» SUPPLIED PASSAGE
________________________

Toyota’s Camry is the best new product from this all-winning company. However, the previous model was excellent too and so we found that outside of the exterior styling and some performance improvements Camry would simply be holding its own despite the hybrid option. We believe that Toyota is one of the most press friendly companies in the world and the results have paid off for it as they have rolled off winning product after winning product. The new Camry is no exception. The Yaris replaced the Echo and both suffer in terms of ride and performance. For the same money we much prefer the Scion line or recommend the terrific Corolla. Hard to lose with Toyota and our favorite is the RAV4. It a winner and clearly the best of the crossover SUVs at this point in time.

Volkswagen’s Rabbit is essentially the same as the previous model in many ways, but is a more refined vehicle. Despite this the Rabbit is expensive for what it offers and lacks both power and fuel mileage that the competition offers.

We have not tested any new Volvos and are waiting for the convertible at this moment. It has to be better than the older model.

________________________

» DATASET CONTENT
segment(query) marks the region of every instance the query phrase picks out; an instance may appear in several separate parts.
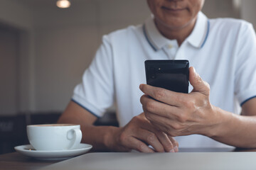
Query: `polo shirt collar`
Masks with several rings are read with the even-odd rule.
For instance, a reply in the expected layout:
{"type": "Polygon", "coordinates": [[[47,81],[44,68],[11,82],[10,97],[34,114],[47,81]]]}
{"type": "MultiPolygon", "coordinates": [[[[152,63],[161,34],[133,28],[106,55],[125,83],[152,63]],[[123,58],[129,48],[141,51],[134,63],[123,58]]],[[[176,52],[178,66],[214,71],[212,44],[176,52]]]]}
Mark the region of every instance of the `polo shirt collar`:
{"type": "MultiPolygon", "coordinates": [[[[195,47],[202,47],[207,39],[209,26],[207,17],[200,11],[198,14],[195,27],[185,41],[188,41],[195,47]]],[[[169,40],[160,33],[154,23],[153,15],[151,15],[146,19],[143,26],[143,31],[149,45],[155,51],[163,48],[168,44],[177,43],[176,40],[169,40]]]]}

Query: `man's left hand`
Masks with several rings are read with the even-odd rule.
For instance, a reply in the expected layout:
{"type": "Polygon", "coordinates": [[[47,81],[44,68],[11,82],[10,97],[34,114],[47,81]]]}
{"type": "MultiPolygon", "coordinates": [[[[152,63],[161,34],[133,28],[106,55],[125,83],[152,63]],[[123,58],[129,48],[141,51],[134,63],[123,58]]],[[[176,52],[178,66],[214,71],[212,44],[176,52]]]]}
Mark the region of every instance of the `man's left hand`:
{"type": "Polygon", "coordinates": [[[193,87],[189,94],[141,84],[139,88],[145,94],[141,97],[145,116],[170,136],[201,134],[210,137],[221,118],[210,103],[210,86],[193,67],[189,68],[189,81],[193,87]]]}

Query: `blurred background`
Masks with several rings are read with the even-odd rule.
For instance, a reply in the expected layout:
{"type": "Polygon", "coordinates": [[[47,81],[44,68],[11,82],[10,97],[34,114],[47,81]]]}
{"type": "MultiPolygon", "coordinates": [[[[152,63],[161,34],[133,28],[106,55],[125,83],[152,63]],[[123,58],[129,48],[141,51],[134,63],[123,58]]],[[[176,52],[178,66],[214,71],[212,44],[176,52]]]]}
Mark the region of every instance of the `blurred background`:
{"type": "MultiPolygon", "coordinates": [[[[27,144],[26,125],[55,123],[102,36],[144,22],[146,0],[0,0],[0,154],[27,144]]],[[[208,18],[256,26],[256,1],[206,0],[208,18]]],[[[96,125],[117,125],[114,108],[96,125]]]]}

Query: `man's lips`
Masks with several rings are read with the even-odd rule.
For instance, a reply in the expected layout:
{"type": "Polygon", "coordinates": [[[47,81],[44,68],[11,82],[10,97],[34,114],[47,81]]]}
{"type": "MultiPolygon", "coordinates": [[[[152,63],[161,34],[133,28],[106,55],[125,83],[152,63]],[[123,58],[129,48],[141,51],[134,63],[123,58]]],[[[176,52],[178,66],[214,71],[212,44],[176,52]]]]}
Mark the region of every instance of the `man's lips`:
{"type": "Polygon", "coordinates": [[[168,10],[168,11],[183,11],[183,10],[185,10],[186,8],[168,8],[168,7],[166,7],[166,6],[161,6],[161,8],[163,9],[165,9],[165,10],[168,10]]]}

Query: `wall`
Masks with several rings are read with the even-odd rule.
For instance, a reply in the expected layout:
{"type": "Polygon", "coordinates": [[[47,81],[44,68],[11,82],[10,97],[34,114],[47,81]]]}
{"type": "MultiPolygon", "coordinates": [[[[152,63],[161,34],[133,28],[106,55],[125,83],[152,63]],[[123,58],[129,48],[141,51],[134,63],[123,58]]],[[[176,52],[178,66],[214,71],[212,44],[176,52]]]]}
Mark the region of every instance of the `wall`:
{"type": "Polygon", "coordinates": [[[85,1],[61,10],[35,11],[36,108],[63,110],[81,81],[103,34],[149,16],[145,1],[85,1]]]}
{"type": "Polygon", "coordinates": [[[0,26],[0,113],[14,114],[18,110],[17,30],[0,26]]]}
{"type": "Polygon", "coordinates": [[[8,32],[3,29],[0,30],[2,42],[0,46],[1,69],[6,70],[1,72],[4,77],[1,79],[1,98],[5,98],[6,101],[0,102],[0,115],[16,114],[33,107],[32,13],[23,4],[0,0],[0,25],[5,29],[8,28],[8,32]],[[4,88],[4,86],[6,86],[4,88]]]}
{"type": "Polygon", "coordinates": [[[241,18],[248,21],[256,28],[256,1],[243,0],[241,1],[241,18]]]}

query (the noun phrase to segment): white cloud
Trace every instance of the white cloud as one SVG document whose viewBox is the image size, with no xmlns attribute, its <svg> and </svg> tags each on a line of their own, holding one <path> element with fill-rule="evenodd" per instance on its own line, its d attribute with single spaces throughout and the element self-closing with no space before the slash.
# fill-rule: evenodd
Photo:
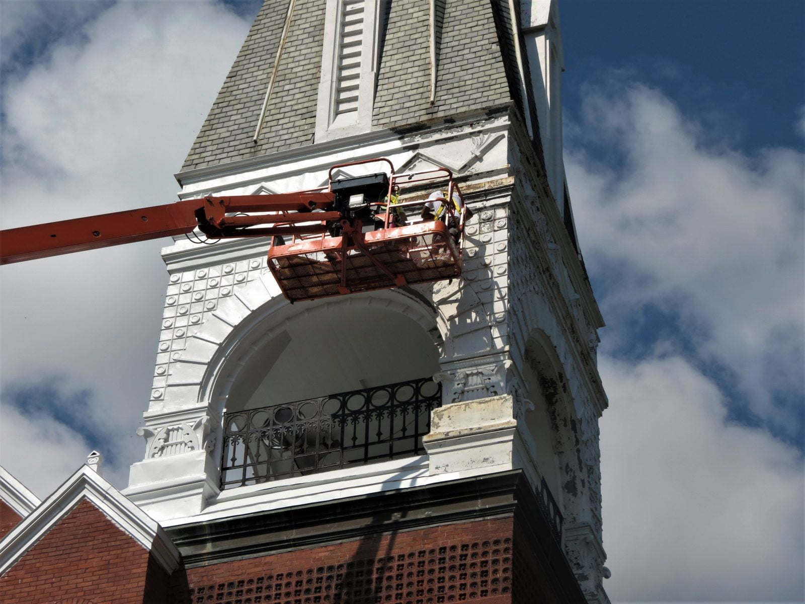
<svg viewBox="0 0 805 604">
<path fill-rule="evenodd" d="M 568 132 L 609 325 L 605 587 L 616 602 L 802 601 L 803 455 L 766 428 L 802 435 L 803 155 L 742 155 L 622 82 L 588 89 Z M 679 325 L 650 321 L 638 342 L 650 308 Z M 764 426 L 728 423 L 737 392 Z"/>
<path fill-rule="evenodd" d="M 677 313 L 700 360 L 733 373 L 753 412 L 778 429 L 803 387 L 803 158 L 748 157 L 638 85 L 588 92 L 568 181 L 591 272 L 608 279 L 614 329 L 646 304 Z M 603 145 L 602 145 L 603 143 Z M 592 162 L 583 147 L 621 163 Z"/>
<path fill-rule="evenodd" d="M 801 602 L 799 452 L 726 424 L 716 385 L 679 357 L 600 369 L 613 601 Z"/>
<path fill-rule="evenodd" d="M 52 493 L 85 461 L 92 448 L 82 435 L 48 417 L 31 417 L 4 407 L 0 421 L 0 459 L 14 478 L 40 499 Z M 128 469 L 104 461 L 107 480 L 124 483 Z"/>
<path fill-rule="evenodd" d="M 172 173 L 250 24 L 212 2 L 118 2 L 10 77 L 2 90 L 2 228 L 175 200 Z M 59 376 L 65 387 L 90 390 L 86 412 L 122 449 L 110 470 L 118 486 L 142 454 L 134 431 L 151 390 L 167 283 L 159 255 L 164 244 L 0 270 L 3 383 Z M 19 417 L 6 407 L 0 420 L 0 463 L 31 439 L 55 455 L 58 447 L 39 443 L 36 435 L 70 443 L 69 454 L 52 464 L 37 457 L 42 465 L 31 473 L 33 482 L 19 477 L 38 493 L 69 475 L 89 453 L 78 455 L 73 449 L 84 441 L 58 432 L 47 417 L 27 417 L 24 430 L 10 429 Z"/>
</svg>

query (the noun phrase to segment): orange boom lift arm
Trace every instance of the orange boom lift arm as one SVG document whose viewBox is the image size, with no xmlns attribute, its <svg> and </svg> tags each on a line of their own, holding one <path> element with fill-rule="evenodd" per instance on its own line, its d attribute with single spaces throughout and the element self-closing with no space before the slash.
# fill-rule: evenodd
<svg viewBox="0 0 805 604">
<path fill-rule="evenodd" d="M 196 228 L 213 238 L 324 233 L 322 225 L 300 228 L 294 223 L 339 220 L 338 212 L 311 213 L 332 209 L 333 199 L 329 192 L 208 197 L 8 229 L 0 231 L 0 264 L 186 234 Z M 246 212 L 269 213 L 227 216 Z M 250 228 L 258 225 L 270 225 Z"/>
<path fill-rule="evenodd" d="M 387 163 L 390 172 L 332 180 L 336 168 L 377 162 Z M 210 238 L 270 236 L 268 267 L 292 302 L 461 274 L 466 213 L 453 201 L 460 192 L 449 170 L 395 175 L 391 162 L 381 159 L 333 166 L 329 174 L 327 191 L 208 196 L 2 230 L 0 264 L 198 229 Z M 400 217 L 405 209 L 424 205 L 434 186 L 444 192 L 439 197 L 445 209 L 441 218 L 407 224 Z M 402 188 L 409 192 L 403 195 Z"/>
</svg>

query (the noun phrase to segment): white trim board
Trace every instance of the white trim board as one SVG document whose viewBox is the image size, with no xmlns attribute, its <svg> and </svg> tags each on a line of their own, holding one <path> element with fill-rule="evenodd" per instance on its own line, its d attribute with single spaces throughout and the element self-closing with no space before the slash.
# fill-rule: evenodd
<svg viewBox="0 0 805 604">
<path fill-rule="evenodd" d="M 126 499 L 97 472 L 84 465 L 0 540 L 0 575 L 14 566 L 85 498 L 152 552 L 168 573 L 179 566 L 179 550 L 159 523 Z"/>
<path fill-rule="evenodd" d="M 0 499 L 23 518 L 31 514 L 42 502 L 11 473 L 0 465 Z"/>
</svg>

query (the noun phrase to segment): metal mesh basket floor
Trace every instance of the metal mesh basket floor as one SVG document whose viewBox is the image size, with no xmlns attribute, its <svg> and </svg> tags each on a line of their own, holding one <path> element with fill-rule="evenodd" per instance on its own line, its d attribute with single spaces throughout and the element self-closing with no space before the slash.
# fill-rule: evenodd
<svg viewBox="0 0 805 604">
<path fill-rule="evenodd" d="M 341 237 L 274 247 L 269 251 L 269 267 L 292 301 L 394 288 L 398 285 L 398 276 L 413 285 L 451 279 L 461 272 L 460 251 L 443 222 L 366 233 L 364 242 L 366 252 L 350 248 L 345 258 Z M 345 289 L 341 288 L 345 265 Z"/>
</svg>

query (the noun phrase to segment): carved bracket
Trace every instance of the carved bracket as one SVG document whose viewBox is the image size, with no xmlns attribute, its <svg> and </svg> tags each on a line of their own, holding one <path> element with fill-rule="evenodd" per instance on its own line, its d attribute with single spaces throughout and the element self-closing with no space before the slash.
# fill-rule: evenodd
<svg viewBox="0 0 805 604">
<path fill-rule="evenodd" d="M 166 457 L 201 449 L 210 451 L 214 444 L 207 416 L 192 423 L 168 424 L 155 429 L 143 426 L 137 428 L 137 434 L 146 439 L 147 458 Z"/>
</svg>

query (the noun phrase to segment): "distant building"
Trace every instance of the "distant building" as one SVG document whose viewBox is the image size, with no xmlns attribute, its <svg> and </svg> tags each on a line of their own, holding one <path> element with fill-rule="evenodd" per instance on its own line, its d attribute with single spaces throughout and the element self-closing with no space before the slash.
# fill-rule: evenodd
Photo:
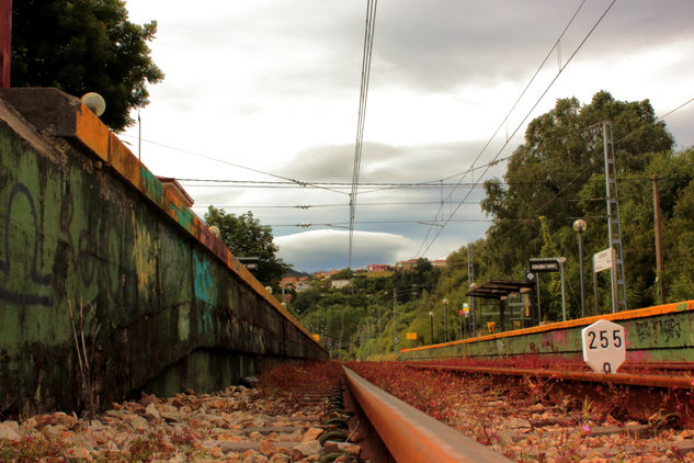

________________________

» TASK INSTRUCTIONS
A) Reproduce the part of the car review starting at "Volkswagen’s Rabbit is" and ending at "the competition offers.".
B) In the records, starting at the line that contains "query (the noun phrase to segment): white cloud" and ending at the line that contains "52 493 L 85", change "white cloud" to "gray cloud" and return only those lines with nothing else altered. Leave the pictures out.

» SET OF ANSWERS
A)
Volkswagen’s Rabbit is essentially the same as the previous model in many ways, but is a more refined vehicle. Despite this the Rabbit is expensive for what it offers and lacks both power and fuel mileage that the competition offers.

B)
query (the noun phrase to segment): gray cloud
Trace every instance of the gray cloud as one SVG document whose viewBox is the image size, with no xmlns attribute, its <svg> and </svg> tags each on a line of their own, holding one <path> element with fill-rule="evenodd" per instance on its own line, its d attribute with single spaces throughout and the element self-closing with no space before the slash.
# fill-rule: evenodd
Photo:
<svg viewBox="0 0 805 604">
<path fill-rule="evenodd" d="M 568 132 L 609 325 L 605 587 L 616 602 L 802 601 L 803 455 L 766 428 L 802 435 L 803 155 L 742 155 L 622 82 L 588 89 Z M 679 325 L 650 321 L 638 342 L 650 308 Z M 764 426 L 728 423 L 737 392 Z"/>
<path fill-rule="evenodd" d="M 677 313 L 700 360 L 733 373 L 753 412 L 778 429 L 803 387 L 803 158 L 748 157 L 638 85 L 588 92 L 568 181 L 591 272 L 608 279 L 614 329 L 646 304 Z M 603 145 L 602 145 L 603 143 Z M 592 162 L 583 147 L 621 163 Z"/>
<path fill-rule="evenodd" d="M 801 602 L 799 452 L 726 424 L 716 385 L 679 357 L 600 369 L 613 601 Z"/>
<path fill-rule="evenodd" d="M 52 493 L 85 461 L 92 448 L 82 435 L 48 417 L 31 417 L 4 407 L 0 421 L 0 459 L 14 478 L 40 499 Z M 128 469 L 104 461 L 107 480 L 124 483 Z"/>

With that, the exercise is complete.